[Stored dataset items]
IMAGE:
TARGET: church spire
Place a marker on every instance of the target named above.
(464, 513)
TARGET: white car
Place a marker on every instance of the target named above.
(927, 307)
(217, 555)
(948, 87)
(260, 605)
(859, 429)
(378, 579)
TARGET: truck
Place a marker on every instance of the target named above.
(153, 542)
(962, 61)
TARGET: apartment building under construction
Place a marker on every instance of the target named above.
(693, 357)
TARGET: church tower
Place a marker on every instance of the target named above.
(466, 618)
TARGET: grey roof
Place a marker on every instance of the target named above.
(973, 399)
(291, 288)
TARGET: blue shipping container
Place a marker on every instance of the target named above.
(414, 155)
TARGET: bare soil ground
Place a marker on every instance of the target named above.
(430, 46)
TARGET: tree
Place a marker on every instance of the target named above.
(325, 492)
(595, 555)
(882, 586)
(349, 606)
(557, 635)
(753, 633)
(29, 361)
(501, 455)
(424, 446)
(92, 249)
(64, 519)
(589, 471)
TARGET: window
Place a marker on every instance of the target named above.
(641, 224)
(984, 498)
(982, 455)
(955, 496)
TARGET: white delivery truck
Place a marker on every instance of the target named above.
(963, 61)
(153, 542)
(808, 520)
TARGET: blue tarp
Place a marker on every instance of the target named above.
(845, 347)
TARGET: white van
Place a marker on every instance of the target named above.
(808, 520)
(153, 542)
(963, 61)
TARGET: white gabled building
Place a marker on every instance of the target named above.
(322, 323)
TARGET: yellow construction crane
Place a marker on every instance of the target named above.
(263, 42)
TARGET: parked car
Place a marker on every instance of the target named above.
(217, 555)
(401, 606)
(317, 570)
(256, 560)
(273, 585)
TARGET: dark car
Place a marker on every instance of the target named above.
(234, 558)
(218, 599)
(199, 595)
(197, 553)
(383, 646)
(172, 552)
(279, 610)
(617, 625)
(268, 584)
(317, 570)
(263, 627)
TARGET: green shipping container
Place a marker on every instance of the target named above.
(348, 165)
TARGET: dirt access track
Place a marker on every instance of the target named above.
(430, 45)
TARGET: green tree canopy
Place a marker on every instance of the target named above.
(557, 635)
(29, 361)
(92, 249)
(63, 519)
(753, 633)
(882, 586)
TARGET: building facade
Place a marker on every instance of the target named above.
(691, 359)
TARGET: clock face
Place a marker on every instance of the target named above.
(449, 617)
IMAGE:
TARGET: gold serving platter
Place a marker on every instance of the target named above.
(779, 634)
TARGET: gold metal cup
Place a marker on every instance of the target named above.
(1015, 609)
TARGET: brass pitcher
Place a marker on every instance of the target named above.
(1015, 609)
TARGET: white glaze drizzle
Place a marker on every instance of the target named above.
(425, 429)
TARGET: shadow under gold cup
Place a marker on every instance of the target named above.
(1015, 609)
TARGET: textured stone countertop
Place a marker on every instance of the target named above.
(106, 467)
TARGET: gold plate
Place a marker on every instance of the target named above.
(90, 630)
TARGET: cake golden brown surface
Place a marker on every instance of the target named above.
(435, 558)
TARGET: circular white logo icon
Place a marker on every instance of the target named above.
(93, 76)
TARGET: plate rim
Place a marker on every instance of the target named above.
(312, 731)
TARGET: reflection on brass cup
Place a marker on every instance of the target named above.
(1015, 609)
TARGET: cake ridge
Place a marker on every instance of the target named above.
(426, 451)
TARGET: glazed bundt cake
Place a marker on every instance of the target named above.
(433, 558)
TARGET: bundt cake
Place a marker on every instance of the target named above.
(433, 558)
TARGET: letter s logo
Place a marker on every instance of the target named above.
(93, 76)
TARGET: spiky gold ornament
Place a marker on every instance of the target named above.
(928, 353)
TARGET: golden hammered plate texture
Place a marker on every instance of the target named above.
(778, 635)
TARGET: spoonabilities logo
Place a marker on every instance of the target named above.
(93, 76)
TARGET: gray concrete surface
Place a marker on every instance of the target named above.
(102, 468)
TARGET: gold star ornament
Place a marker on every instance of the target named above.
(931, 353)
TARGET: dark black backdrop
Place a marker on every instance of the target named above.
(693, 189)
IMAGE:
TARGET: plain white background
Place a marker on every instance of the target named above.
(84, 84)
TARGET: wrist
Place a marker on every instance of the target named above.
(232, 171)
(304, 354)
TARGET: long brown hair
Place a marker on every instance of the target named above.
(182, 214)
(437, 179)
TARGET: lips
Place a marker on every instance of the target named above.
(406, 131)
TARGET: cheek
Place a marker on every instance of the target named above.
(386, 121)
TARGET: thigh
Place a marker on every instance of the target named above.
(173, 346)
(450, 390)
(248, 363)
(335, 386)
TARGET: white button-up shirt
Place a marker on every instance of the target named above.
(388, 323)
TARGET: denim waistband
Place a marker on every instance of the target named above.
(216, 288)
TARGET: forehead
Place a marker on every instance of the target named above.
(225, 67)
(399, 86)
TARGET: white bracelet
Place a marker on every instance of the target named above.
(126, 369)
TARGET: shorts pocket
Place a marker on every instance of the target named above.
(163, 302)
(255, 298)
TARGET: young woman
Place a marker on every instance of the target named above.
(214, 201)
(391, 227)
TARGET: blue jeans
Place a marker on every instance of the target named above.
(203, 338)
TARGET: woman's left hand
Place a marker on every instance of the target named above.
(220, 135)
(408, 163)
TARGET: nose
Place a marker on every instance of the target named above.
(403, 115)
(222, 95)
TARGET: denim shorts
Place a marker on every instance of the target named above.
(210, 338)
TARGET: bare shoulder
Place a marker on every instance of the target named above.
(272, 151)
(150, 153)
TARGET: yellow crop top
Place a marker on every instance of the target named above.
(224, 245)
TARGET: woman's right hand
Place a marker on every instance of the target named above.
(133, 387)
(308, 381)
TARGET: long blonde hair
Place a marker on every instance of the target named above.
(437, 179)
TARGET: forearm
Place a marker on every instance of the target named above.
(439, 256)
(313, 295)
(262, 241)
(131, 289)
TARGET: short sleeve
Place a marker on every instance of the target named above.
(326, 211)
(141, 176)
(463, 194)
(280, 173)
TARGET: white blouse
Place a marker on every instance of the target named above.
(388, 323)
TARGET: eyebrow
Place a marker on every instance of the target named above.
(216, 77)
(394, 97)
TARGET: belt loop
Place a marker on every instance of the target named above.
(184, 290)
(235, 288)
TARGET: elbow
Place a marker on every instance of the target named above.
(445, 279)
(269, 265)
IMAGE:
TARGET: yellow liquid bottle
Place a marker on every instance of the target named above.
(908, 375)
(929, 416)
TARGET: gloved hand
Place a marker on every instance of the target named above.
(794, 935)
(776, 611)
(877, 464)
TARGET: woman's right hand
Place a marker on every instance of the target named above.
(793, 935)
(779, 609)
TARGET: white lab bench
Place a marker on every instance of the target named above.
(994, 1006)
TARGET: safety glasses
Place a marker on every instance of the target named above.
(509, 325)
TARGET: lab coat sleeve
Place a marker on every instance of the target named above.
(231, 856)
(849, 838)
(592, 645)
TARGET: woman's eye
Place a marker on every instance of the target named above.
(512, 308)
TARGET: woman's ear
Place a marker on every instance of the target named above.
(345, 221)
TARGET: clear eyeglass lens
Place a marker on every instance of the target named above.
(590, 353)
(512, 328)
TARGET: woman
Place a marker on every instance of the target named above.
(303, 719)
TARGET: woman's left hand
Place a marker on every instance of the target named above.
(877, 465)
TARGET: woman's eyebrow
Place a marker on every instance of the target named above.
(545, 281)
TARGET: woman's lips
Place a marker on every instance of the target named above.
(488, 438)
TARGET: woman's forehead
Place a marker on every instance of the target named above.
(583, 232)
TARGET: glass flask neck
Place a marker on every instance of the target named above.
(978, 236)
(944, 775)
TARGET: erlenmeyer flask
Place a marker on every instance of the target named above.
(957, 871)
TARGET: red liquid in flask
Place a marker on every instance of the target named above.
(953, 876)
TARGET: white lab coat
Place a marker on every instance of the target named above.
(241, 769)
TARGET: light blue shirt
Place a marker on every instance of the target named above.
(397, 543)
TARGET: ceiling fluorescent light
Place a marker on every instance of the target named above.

Task details - Above are some records. Copy each of their lines that holds the string "sleeve".

Task answer -
TARGET: short sleeve
TARGET: lab coat sleeve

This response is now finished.